[Some data]
········

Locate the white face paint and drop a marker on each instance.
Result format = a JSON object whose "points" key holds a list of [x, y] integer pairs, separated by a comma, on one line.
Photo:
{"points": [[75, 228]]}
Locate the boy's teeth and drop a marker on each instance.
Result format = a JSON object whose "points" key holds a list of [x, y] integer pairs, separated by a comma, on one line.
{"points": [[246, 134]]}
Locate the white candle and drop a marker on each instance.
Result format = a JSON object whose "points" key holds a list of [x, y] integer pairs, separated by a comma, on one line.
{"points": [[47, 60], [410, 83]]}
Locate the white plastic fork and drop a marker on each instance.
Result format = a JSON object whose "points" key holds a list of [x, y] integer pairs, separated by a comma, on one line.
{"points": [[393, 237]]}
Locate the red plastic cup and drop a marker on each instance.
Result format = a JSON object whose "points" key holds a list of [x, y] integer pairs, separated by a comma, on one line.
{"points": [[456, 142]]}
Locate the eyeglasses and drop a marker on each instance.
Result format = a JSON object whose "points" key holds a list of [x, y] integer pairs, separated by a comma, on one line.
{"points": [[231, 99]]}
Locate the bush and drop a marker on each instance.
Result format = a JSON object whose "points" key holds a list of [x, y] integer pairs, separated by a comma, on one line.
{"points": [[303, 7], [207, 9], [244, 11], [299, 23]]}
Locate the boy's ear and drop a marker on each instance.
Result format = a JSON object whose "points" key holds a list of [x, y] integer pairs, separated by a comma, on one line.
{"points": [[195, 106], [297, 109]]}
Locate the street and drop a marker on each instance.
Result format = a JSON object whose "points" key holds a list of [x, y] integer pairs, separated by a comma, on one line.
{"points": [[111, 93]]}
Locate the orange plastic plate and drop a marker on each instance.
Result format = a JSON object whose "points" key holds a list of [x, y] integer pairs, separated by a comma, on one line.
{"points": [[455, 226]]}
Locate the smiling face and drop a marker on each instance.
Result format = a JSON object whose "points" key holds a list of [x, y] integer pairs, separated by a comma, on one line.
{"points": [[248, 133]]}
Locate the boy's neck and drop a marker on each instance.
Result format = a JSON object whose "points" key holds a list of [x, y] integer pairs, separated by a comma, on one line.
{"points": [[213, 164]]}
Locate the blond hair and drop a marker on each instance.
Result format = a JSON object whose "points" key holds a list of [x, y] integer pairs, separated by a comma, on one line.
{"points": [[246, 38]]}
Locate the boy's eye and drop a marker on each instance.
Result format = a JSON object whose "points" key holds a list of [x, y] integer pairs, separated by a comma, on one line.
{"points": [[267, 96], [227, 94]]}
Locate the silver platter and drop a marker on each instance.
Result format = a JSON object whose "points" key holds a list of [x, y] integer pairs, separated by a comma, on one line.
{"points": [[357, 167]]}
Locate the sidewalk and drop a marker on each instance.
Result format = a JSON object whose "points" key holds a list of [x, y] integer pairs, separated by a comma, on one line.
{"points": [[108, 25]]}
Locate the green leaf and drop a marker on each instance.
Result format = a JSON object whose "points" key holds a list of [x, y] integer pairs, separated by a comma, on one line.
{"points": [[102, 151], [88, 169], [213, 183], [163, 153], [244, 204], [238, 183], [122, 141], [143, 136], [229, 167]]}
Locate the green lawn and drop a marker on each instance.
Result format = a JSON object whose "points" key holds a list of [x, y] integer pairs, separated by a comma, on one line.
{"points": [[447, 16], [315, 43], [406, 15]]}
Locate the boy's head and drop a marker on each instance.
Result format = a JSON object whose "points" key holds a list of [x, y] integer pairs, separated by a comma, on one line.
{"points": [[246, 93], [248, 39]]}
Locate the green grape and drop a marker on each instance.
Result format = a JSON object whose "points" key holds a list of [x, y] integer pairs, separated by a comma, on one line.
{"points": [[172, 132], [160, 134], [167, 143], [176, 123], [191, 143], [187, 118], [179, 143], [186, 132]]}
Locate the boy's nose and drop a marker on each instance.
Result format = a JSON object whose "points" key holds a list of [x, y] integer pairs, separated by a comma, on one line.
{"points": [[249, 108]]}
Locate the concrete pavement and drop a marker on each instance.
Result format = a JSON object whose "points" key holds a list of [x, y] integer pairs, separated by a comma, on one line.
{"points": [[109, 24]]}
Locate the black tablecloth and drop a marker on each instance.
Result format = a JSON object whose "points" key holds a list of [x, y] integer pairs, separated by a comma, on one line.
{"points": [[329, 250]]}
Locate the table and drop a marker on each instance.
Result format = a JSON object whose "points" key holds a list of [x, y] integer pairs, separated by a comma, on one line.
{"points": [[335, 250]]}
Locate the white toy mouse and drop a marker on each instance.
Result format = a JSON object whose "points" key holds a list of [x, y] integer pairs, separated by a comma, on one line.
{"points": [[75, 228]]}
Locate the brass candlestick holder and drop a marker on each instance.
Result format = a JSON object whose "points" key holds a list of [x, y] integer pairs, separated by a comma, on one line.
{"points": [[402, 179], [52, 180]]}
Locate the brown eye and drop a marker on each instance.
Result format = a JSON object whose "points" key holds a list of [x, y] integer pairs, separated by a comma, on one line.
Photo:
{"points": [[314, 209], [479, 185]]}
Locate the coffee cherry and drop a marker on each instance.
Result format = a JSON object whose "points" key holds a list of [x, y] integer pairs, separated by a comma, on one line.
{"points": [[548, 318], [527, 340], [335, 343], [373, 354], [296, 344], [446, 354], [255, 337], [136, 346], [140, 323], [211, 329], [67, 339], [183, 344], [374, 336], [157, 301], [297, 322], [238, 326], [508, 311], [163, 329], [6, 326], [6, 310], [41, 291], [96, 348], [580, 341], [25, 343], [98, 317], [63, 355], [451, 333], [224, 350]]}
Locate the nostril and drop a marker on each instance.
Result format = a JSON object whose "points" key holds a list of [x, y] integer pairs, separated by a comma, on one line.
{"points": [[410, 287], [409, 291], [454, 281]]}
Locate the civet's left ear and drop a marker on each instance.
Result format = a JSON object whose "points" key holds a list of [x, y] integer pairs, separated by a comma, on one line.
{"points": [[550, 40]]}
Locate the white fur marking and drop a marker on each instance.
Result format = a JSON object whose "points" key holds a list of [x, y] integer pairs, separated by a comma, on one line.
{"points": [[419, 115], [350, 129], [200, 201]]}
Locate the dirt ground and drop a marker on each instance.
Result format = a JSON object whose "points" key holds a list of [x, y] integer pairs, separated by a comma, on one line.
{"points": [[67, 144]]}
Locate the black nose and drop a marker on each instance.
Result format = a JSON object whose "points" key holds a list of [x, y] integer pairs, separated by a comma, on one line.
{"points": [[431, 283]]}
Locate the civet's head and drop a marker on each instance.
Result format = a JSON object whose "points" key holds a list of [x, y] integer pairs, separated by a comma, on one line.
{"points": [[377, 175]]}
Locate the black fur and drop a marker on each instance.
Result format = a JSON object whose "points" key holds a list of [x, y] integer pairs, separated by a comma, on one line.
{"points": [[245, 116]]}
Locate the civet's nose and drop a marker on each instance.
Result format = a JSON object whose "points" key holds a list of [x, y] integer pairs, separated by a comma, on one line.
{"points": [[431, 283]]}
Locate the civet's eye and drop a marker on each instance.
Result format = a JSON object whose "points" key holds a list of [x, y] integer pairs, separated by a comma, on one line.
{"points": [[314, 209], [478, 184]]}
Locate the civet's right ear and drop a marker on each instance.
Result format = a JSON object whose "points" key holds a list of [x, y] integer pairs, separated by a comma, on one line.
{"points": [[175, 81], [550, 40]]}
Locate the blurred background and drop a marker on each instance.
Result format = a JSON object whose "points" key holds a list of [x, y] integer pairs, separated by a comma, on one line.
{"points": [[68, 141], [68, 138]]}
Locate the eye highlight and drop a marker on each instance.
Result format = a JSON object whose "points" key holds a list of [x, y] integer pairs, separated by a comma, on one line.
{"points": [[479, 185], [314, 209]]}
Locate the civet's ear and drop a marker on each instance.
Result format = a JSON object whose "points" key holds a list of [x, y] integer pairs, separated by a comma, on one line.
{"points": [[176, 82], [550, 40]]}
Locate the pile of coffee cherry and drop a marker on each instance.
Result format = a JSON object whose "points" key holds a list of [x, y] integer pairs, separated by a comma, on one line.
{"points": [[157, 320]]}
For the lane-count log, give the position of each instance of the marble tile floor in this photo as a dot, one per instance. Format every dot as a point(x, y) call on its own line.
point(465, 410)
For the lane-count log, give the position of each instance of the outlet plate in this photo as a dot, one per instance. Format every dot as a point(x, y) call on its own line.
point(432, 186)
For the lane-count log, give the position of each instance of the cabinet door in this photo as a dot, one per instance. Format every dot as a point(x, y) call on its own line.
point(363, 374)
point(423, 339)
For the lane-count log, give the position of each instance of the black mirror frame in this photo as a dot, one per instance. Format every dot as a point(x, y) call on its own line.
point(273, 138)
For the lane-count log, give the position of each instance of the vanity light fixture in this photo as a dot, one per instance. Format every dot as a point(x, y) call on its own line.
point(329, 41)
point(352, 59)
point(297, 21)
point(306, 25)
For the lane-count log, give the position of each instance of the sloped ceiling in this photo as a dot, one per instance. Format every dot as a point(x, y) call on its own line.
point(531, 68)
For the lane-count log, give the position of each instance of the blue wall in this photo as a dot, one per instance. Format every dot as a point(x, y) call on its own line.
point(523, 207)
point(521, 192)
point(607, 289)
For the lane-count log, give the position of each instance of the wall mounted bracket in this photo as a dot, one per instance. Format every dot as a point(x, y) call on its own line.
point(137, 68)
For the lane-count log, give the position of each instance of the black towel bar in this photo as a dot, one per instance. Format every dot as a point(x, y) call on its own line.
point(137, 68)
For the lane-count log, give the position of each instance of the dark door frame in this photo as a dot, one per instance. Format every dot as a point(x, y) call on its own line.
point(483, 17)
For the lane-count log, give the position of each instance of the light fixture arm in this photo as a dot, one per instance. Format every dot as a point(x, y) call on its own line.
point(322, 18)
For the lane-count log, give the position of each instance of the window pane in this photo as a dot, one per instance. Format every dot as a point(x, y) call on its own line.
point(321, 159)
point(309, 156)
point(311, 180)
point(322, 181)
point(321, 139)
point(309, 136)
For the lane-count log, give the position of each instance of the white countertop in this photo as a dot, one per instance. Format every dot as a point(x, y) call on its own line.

········

[To do]: Output the data as a Markdown table with the columns No. and Line. Start at the line that contains "of the wall", stop after the line that contains "point(309, 136)", and skip any blank lines.

[Output of the task]:
| No. | Line |
|---|---|
| 1 | For the lane-count log, give the position of each instance of the wall mounted bracket in this photo as a dot, one per instance. Format every dot as a point(x, y) call on its own line. |
| 2 | point(137, 68) |
| 3 | For the lane-count log, give the position of each instance of the black towel bar in this photo as a dot, one per instance. Format every dot as a point(x, y) call on its own line. |
| 4 | point(137, 68) |
| 5 | For the lane-count log, give the position of each instance of the dark door frame in this photo as a dot, one per instance. Format every dot as a point(x, y) call on its own line. |
| 6 | point(483, 17) |
| 7 | For the lane-count log, give the position of each instance of the light fixture arm in this photo as a dot, one per instance. Format every dot as a point(x, y) call on its own line. |
| 8 | point(322, 18) |
| 9 | For the lane-count log, give the position of each instance of the window pane in this photo as a dot, one per instance. Format every dot as a point(x, y) call on its own line. |
| 10 | point(321, 159) |
| 11 | point(309, 156) |
| 12 | point(311, 180) |
| 13 | point(322, 181) |
| 14 | point(321, 139) |
| 15 | point(309, 136) |